■ RECORDS FOR PROCESSING:
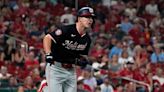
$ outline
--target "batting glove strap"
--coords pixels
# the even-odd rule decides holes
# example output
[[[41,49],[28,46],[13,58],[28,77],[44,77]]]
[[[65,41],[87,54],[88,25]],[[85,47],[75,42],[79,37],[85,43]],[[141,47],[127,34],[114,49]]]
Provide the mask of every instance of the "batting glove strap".
[[[50,63],[50,64],[54,63],[54,58],[52,56],[52,53],[47,53],[45,59],[47,63]]]
[[[79,66],[82,66],[82,67],[85,67],[87,64],[89,64],[89,61],[82,61],[82,60],[80,60],[78,58],[76,58],[75,61],[76,61],[75,62],[76,65],[79,65]]]

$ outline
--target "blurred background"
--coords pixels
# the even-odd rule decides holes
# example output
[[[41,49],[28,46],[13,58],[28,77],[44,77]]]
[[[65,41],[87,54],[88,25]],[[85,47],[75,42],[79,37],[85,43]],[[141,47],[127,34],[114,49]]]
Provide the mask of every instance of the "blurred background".
[[[83,6],[96,18],[78,92],[164,92],[164,0],[0,0],[0,92],[37,91],[44,35]]]

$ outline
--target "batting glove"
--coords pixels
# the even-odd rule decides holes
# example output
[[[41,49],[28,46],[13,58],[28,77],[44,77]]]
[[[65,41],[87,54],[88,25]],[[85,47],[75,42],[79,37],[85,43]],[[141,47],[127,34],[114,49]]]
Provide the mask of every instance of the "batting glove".
[[[54,64],[54,58],[52,53],[47,53],[45,58],[47,63]]]

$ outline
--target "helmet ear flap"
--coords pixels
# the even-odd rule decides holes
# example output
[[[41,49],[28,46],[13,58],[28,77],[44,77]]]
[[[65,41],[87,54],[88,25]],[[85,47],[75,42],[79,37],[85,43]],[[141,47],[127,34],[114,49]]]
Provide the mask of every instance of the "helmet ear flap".
[[[78,17],[95,17],[94,10],[91,7],[82,7],[77,12]]]

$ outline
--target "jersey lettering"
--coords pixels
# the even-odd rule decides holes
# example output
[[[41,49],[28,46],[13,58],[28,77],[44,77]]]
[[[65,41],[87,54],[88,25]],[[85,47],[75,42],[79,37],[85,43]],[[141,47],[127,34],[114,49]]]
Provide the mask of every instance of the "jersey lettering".
[[[62,45],[66,48],[66,49],[71,49],[71,50],[84,50],[87,46],[87,43],[85,44],[79,44],[77,42],[73,42],[70,40],[65,40],[64,43],[62,43]]]

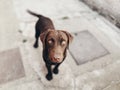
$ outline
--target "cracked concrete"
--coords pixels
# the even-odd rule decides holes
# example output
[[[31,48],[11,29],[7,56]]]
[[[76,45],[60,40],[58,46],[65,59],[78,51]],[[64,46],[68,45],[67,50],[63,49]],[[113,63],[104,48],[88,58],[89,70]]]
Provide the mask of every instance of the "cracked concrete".
[[[9,8],[5,10],[6,7]],[[120,90],[119,29],[84,3],[78,0],[9,0],[6,3],[2,0],[0,9],[0,51],[19,48],[25,69],[25,77],[0,84],[0,90]],[[41,42],[38,49],[33,48],[37,18],[27,14],[26,9],[52,18],[57,29],[70,33],[88,30],[110,54],[77,65],[68,51],[60,73],[47,81]]]

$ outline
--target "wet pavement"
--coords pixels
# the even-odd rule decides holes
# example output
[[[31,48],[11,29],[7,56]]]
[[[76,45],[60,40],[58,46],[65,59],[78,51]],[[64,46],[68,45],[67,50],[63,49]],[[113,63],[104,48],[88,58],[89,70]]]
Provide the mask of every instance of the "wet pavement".
[[[0,90],[120,90],[119,29],[84,3],[1,0],[0,9]],[[33,48],[37,18],[27,9],[50,17],[56,29],[74,35],[51,81],[45,78],[41,42]]]

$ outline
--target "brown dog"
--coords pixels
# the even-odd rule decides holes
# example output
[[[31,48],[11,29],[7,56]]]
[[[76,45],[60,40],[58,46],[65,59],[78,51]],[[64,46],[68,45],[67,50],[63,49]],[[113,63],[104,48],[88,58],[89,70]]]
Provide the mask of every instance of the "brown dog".
[[[37,16],[39,20],[35,26],[35,44],[34,47],[38,47],[38,39],[40,37],[43,43],[43,59],[45,61],[48,74],[47,80],[52,79],[51,65],[55,65],[53,72],[58,74],[59,65],[64,61],[67,53],[69,43],[73,37],[70,33],[63,30],[55,30],[52,21],[42,15],[36,14],[28,10],[28,13]]]

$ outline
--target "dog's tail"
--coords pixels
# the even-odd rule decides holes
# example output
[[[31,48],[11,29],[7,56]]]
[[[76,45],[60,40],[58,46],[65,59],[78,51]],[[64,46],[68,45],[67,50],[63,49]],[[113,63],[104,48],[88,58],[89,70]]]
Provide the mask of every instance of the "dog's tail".
[[[38,17],[38,18],[43,17],[42,15],[40,15],[40,14],[36,14],[36,13],[30,11],[30,10],[27,10],[27,12],[28,12],[29,14],[33,15],[33,16]]]

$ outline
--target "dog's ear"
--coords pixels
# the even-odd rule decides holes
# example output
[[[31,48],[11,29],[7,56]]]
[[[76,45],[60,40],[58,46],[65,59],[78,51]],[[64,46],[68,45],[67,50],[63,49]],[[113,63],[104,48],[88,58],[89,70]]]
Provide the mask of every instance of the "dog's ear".
[[[71,43],[72,40],[73,40],[73,36],[69,32],[67,32],[67,31],[62,31],[62,32],[64,32],[67,35],[67,37],[68,37],[68,44]]]
[[[51,29],[48,29],[47,31],[45,31],[45,32],[43,32],[43,33],[40,34],[40,40],[42,41],[42,43],[44,43],[45,38],[46,38],[47,34],[48,34],[50,31],[52,31],[52,30],[51,30]]]

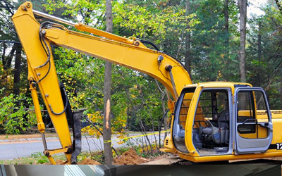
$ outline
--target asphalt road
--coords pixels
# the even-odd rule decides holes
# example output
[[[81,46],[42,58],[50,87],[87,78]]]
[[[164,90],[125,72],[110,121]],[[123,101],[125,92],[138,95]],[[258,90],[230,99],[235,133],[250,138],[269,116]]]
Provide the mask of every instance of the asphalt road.
[[[139,135],[140,134],[131,134],[131,136]],[[153,135],[148,136],[151,142],[155,142],[155,138]],[[156,134],[157,144],[159,144],[159,134]],[[163,142],[164,134],[161,135],[161,142]],[[48,149],[54,149],[61,148],[60,142],[56,139],[47,139],[47,147]],[[116,137],[111,138],[113,142],[113,146],[114,148],[118,148],[122,146],[126,146],[126,143],[122,144],[118,144],[119,140],[117,139]],[[97,138],[87,138],[82,139],[82,151],[89,151],[90,149],[92,151],[102,150],[103,147],[103,139]],[[142,137],[135,137],[130,140],[131,142],[137,145],[136,141],[142,145]],[[43,144],[39,139],[29,139],[28,141],[25,142],[2,142],[0,143],[0,160],[11,160],[18,158],[20,157],[30,156],[32,153],[42,152],[44,151]]]

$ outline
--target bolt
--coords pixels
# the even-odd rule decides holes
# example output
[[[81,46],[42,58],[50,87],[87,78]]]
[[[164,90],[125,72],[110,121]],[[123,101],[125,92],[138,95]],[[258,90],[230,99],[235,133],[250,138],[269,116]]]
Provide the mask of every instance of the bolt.
[[[140,44],[139,43],[139,42],[136,41],[133,43],[134,45],[138,46]]]
[[[79,138],[80,137],[80,134],[77,133],[75,134],[75,137]]]
[[[50,155],[50,153],[49,151],[45,152],[45,156],[49,156]]]
[[[26,8],[25,6],[23,5],[23,6],[22,6],[22,10],[23,10],[23,11],[27,11],[27,8]]]
[[[68,151],[66,151],[66,153],[73,153],[73,149],[71,148],[68,148]]]
[[[28,7],[28,8],[30,8],[31,6],[31,4],[30,4],[30,3],[27,3],[27,7]]]

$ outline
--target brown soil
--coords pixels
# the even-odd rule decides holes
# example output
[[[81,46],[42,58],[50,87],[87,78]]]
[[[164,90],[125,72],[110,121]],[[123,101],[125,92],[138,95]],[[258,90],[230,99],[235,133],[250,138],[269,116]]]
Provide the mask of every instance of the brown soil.
[[[101,165],[101,163],[98,161],[90,158],[86,158],[84,161],[78,163],[78,165]]]
[[[45,133],[45,137],[57,137],[55,133]],[[15,140],[19,139],[41,138],[41,134],[0,134],[0,140],[8,139]]]
[[[114,160],[114,165],[138,165],[149,162],[149,160],[139,156],[136,151],[130,149],[120,157]]]

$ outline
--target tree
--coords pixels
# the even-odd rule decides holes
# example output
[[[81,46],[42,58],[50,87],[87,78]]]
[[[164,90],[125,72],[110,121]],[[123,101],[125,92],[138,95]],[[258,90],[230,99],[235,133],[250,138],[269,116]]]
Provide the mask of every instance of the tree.
[[[246,82],[246,73],[245,69],[245,51],[246,51],[246,23],[247,23],[247,0],[238,0],[240,11],[240,81]]]
[[[106,0],[106,30],[113,32],[113,15],[111,0]],[[107,165],[113,163],[111,142],[111,63],[105,62],[105,73],[104,78],[104,124],[103,139],[105,162]]]

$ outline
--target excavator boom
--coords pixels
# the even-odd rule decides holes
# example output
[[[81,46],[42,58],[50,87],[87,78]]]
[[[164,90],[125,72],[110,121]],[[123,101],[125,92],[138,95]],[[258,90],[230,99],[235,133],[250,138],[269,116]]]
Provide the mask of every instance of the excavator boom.
[[[51,22],[40,24],[35,19],[35,14],[90,34],[72,31],[62,25]],[[163,52],[147,48],[137,39],[121,37],[81,23],[75,24],[52,17],[32,10],[32,4],[28,1],[18,8],[12,20],[27,56],[28,80],[38,128],[42,134],[45,149],[44,153],[54,164],[56,162],[51,155],[61,152],[65,153],[67,163],[70,163],[70,160],[75,163],[70,158],[71,153],[75,153],[75,149],[67,122],[67,106],[69,106],[69,103],[66,95],[64,95],[66,93],[63,93],[61,87],[60,89],[50,44],[145,73],[163,84],[175,100],[185,85],[192,84],[190,75],[181,63]],[[61,149],[48,149],[44,142],[44,124],[38,102],[37,87],[58,134]],[[74,135],[75,138],[75,132]],[[81,135],[78,139],[81,140]]]

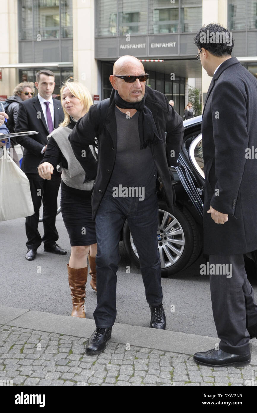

■ EXERCISE DIRECTIONS: Please extract from the items every line that holds the word "excavator" and copy each one in full.

■ RESPONSE BELOW:
--target excavator boom
Provide the mask of every instance of the excavator boom.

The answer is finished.